Location identification lines:
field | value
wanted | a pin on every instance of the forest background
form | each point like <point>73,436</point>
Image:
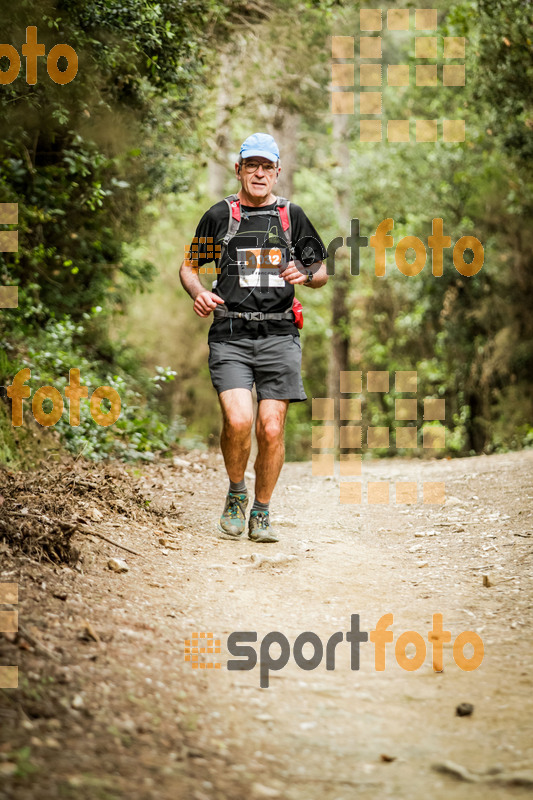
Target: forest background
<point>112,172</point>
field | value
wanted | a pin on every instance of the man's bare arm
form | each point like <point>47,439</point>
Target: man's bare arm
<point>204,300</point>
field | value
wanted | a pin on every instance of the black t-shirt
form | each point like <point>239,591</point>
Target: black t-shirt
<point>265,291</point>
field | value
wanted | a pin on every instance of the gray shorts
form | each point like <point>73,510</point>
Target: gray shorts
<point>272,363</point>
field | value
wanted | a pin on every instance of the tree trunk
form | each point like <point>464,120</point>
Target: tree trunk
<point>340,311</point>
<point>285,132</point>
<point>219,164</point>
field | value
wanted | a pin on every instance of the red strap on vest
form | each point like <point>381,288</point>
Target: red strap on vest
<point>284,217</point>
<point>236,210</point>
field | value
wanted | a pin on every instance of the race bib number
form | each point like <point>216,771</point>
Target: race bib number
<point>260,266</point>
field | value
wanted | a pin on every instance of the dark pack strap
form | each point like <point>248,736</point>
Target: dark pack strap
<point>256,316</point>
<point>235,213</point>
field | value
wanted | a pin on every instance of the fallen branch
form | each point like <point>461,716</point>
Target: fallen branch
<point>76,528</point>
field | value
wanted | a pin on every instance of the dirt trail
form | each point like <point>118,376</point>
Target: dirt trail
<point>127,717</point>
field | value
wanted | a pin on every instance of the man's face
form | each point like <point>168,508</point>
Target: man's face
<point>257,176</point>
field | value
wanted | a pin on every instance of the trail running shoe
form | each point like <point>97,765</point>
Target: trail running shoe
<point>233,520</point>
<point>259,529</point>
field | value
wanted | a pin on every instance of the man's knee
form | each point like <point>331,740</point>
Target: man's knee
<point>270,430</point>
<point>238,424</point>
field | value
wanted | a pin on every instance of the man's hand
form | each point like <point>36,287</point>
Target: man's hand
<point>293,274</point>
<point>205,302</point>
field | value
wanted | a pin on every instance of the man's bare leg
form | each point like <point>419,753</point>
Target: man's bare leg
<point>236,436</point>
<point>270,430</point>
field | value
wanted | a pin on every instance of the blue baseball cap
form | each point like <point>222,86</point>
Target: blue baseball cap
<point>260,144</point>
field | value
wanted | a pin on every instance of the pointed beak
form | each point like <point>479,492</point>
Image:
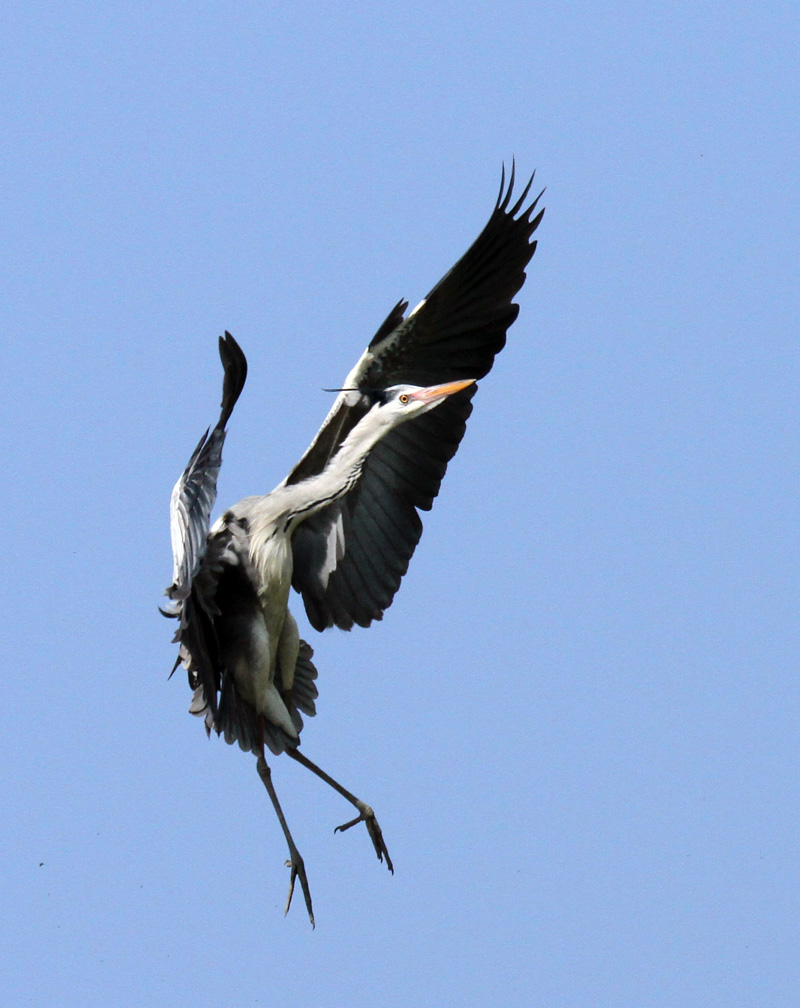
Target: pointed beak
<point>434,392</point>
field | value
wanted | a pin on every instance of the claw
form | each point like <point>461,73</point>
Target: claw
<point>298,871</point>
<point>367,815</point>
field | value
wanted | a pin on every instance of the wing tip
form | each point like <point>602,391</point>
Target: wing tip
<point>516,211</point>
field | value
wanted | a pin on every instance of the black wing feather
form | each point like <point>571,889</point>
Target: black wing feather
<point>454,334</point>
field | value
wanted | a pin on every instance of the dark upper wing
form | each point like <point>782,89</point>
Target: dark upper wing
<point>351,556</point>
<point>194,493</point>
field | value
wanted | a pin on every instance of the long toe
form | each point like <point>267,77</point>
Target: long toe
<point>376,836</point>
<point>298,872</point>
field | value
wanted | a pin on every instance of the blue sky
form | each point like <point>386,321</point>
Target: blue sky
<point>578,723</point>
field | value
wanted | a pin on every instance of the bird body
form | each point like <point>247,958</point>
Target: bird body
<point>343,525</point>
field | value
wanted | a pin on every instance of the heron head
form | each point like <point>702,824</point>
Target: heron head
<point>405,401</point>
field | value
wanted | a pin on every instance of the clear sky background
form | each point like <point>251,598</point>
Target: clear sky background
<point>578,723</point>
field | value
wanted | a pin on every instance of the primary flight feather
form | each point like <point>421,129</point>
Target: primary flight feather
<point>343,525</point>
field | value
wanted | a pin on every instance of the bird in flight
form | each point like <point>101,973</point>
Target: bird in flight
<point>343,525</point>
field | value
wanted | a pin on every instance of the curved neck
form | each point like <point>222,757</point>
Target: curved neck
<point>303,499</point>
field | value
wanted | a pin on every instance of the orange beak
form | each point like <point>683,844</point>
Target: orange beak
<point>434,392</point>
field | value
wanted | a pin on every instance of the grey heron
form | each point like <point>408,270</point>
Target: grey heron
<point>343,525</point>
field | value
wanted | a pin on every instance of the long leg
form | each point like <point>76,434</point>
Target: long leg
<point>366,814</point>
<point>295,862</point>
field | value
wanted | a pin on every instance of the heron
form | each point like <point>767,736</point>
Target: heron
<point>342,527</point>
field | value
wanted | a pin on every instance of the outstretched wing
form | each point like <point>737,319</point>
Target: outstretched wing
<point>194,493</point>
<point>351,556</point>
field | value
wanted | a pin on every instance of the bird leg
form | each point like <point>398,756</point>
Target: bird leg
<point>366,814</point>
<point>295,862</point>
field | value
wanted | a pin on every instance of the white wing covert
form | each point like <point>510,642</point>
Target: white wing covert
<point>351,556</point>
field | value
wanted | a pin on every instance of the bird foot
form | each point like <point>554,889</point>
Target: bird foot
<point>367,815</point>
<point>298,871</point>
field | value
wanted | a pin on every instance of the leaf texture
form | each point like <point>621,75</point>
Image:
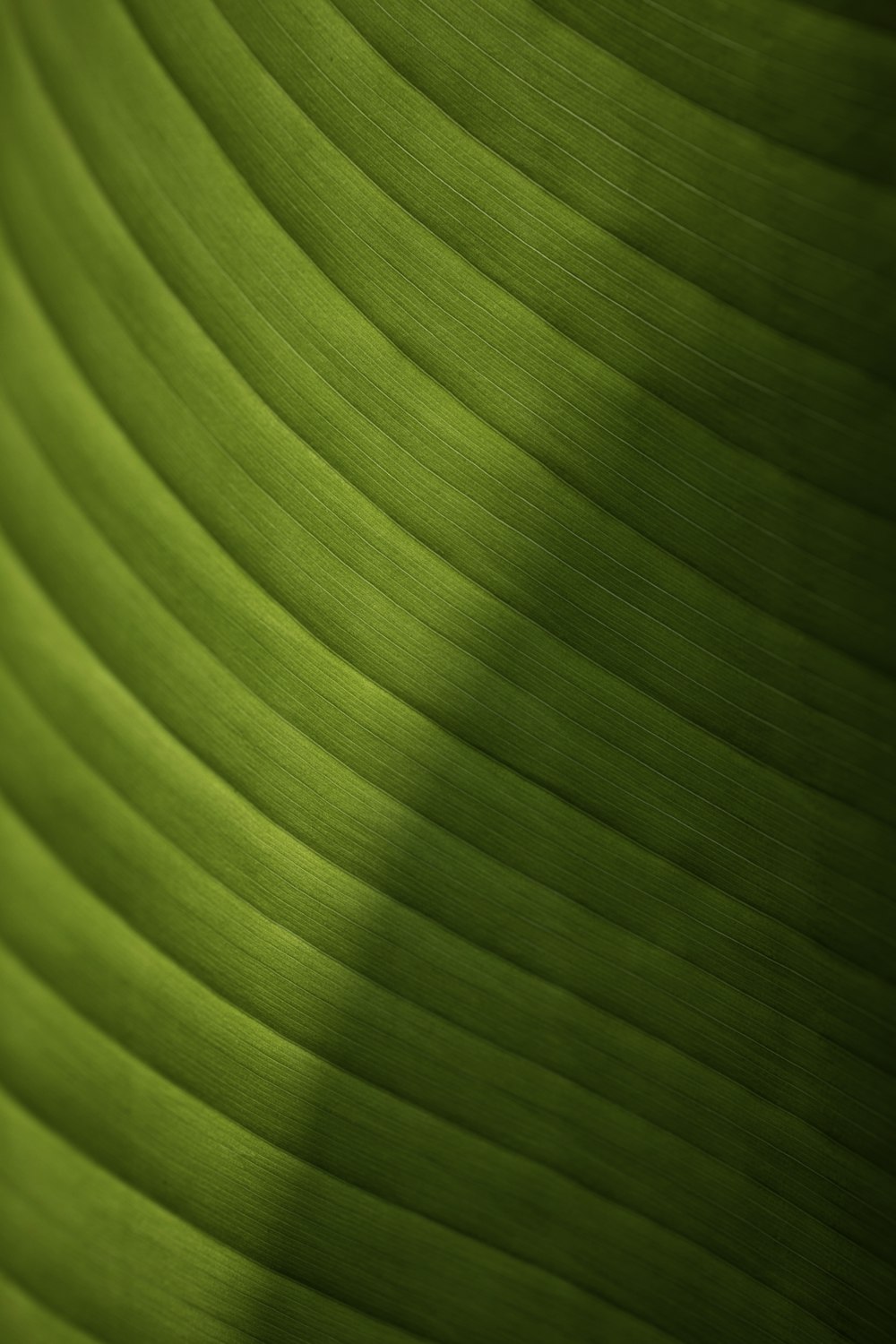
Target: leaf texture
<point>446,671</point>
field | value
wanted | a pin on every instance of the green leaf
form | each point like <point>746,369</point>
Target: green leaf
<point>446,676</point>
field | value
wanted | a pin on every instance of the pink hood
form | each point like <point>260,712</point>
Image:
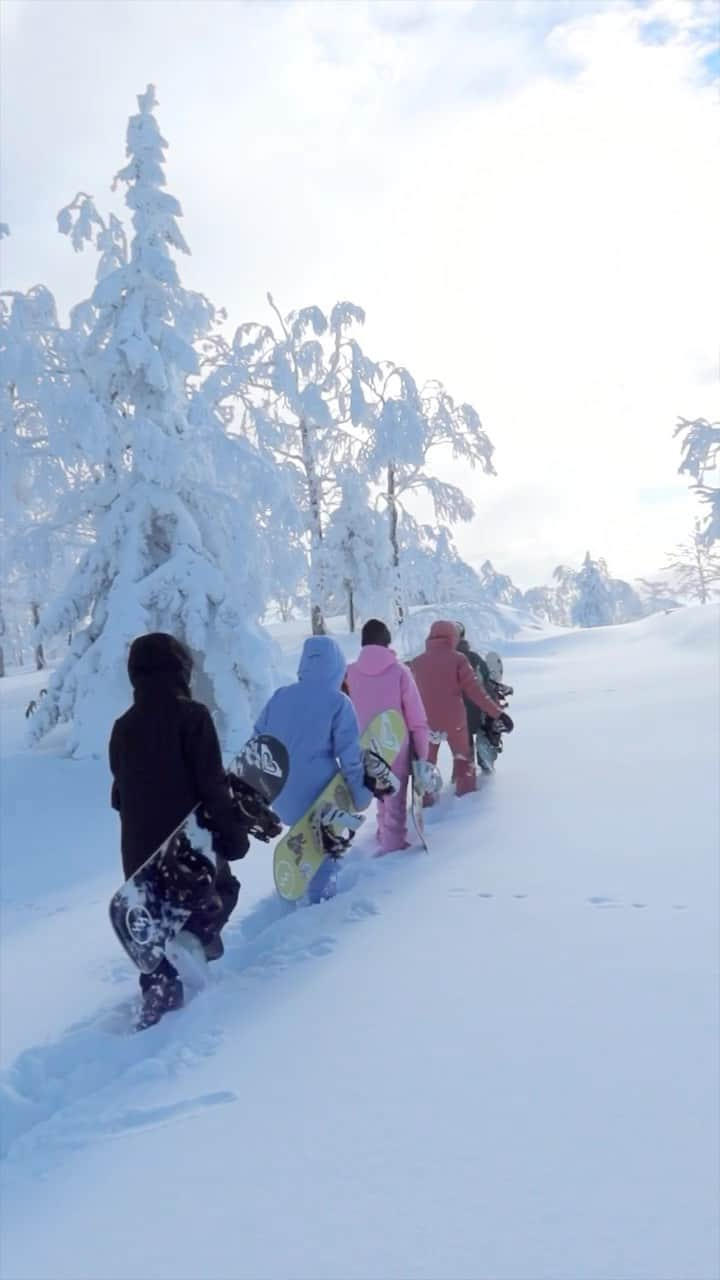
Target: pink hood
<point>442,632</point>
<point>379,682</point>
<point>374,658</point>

• PROBLEM DETAILS: Set down the lines above word for word, from first to last, omitting the pictures.

• ANSWER TO THE TASK:
field | value
wanted | a pin on every instance of the forest background
form | each point like <point>73,436</point>
Image:
Target: forest background
<point>112,172</point>
field | value
wanted | a pin on every instance of the man's bare arm
form | each point like <point>47,439</point>
Target: man's bare arm
<point>204,300</point>
field | value
wanted | a pin on every instance of the black t-shirt
form | each point like <point>239,591</point>
Target: black t-shirt
<point>265,291</point>
field | value
wanted | a pin on every instance of the gray shorts
form | each point like <point>73,510</point>
Target: gray shorts
<point>272,363</point>
field | value
wanted | a pin on every instance of the tree trunk
form | each point like <point>464,120</point>
Target: tree trunk
<point>340,311</point>
<point>285,132</point>
<point>219,164</point>
field | value
wanted | a pin on every instance of the red strap on vest
form | each point like <point>381,288</point>
Target: red strap on vest
<point>284,217</point>
<point>236,210</point>
field | value
wanted | a pin on every instance of the race bib number
form | each point like <point>216,771</point>
Target: race bib number
<point>260,266</point>
field | value
wanted | a pin on every instance of the dark pack strap
form | each point like <point>248,736</point>
Target: dark pack strap
<point>256,316</point>
<point>235,213</point>
field | value
wanted | a pin on every instance of the fallen branch
form | each point like <point>461,716</point>
Target: fallen branch
<point>76,528</point>
field | value
wanted | a pin on every instance of the dirt trail
form | each point like <point>118,376</point>
Target: dirt trail
<point>127,717</point>
field | value
wanted | a pin on every instance of the man's face
form | each point like <point>168,508</point>
Target: man's face
<point>257,176</point>
field | value
wanted | a pin on every instance of the trail running shoe
form | each point like <point>97,765</point>
Target: trail running shoe
<point>233,520</point>
<point>259,529</point>
field | value
wanted | a pin on every instance of the man's knee
form | each point like <point>331,740</point>
Target: man's knee
<point>270,430</point>
<point>238,424</point>
field | value
wanted | a pin on every instance of the man's hand
form | each point like <point>36,287</point>
Target: man's hand
<point>293,274</point>
<point>205,302</point>
field | value
wanted | a pin on every instance of the man's bare leg
form | each point like <point>419,753</point>
Target: man's bare leg
<point>236,436</point>
<point>270,430</point>
field | value
wanted | a pin on every instance of the blue baseball cap
form | each point like <point>222,86</point>
Target: blue baseball cap
<point>260,144</point>
field | value
wanted | a pin on every instance of the pointed beak
form | each point like <point>479,492</point>
Image:
Target: pointed beak
<point>434,392</point>
field | value
wanted | a pin on every instance of the claw
form | each point like <point>461,73</point>
Target: claw
<point>298,871</point>
<point>367,815</point>
field | value
wanted | a pin on every instance of the wing tip
form | each point like <point>602,391</point>
Target: wing tip
<point>516,211</point>
field | value
wanted | a pin on every instance of the black wing feather
form | each point like <point>571,889</point>
Target: black wing feather
<point>454,334</point>
field | value
wanted | a pin on every instance of the dark upper wing
form | each point like <point>782,89</point>
Target: dark upper wing
<point>351,556</point>
<point>194,493</point>
field | value
wanted | a pin on every instance of the long toe
form | each point like <point>267,77</point>
Target: long toe
<point>376,836</point>
<point>298,872</point>
field | value
wanted | a pin on every instance of the blue sky
form | each point like <point>386,321</point>
Target: blue sky
<point>578,723</point>
field | value
wanted | a pin on every instance of the bird body
form | each point like <point>247,958</point>
Target: bird body
<point>343,525</point>
field | value
wanted | a pin on every instance of the heron head
form | each point like <point>702,824</point>
Target: heron head
<point>405,401</point>
field | value
wanted | a pin on every instance of the clear sky background
form | each point like <point>251,598</point>
Target: clear sky background
<point>578,723</point>
field | value
wanted | a pin on every instance of the primary flight feather
form | each point like <point>421,129</point>
Target: primary flight feather
<point>343,525</point>
field | value
wanted | a pin on every instance of the bird in flight
form | each point like <point>101,973</point>
Target: bird in flight
<point>343,525</point>
field | value
wanted | a pin on every instance of the curved neck
form | each point like <point>222,757</point>
Target: curved neck
<point>303,499</point>
field | value
wanted | a pin on every instance of the orange beak
form | each point like <point>683,844</point>
Target: orange beak
<point>434,392</point>
field | value
wanted | a pin on every instance of the grey heron
form | each point like <point>408,270</point>
Target: grey heron
<point>343,525</point>
field | value
wanted | a pin on every instance of the long leg
form | each point like <point>76,434</point>
Target: long leg
<point>366,814</point>
<point>295,862</point>
field | value
wanted | a pin on every instance of the heron
form | each point like <point>767,736</point>
Target: heron
<point>342,527</point>
field | value
wanted | a pin on every instance of the outstretched wing
form | each point like <point>737,319</point>
Target: outstretched wing
<point>194,493</point>
<point>351,556</point>
field | value
wanted | a pin on every instance of the bird leg
form | each point like <point>398,756</point>
Target: bird leg
<point>366,814</point>
<point>295,862</point>
field | value
wanted | a pin on every instance of the white wing covert
form | each point like <point>510,642</point>
Target: white wing covert
<point>351,556</point>
field | value
wanted | a pin on every instance of the bird foot
form | each point like <point>554,889</point>
Target: bird foot
<point>367,815</point>
<point>298,871</point>
field | value
wanted | a pin on every instance of the leaf texture
form | each point like <point>621,75</point>
Image:
Target: leaf texture
<point>446,671</point>
field | value
wanted | a pin on every instance of the green leaf
form | each point like <point>746,369</point>
Target: green leaf
<point>446,676</point>
field | value
wanted | a pin on every instance of the pink hood
form | each point like <point>260,712</point>
Image:
Target: pink hood
<point>442,632</point>
<point>379,682</point>
<point>374,658</point>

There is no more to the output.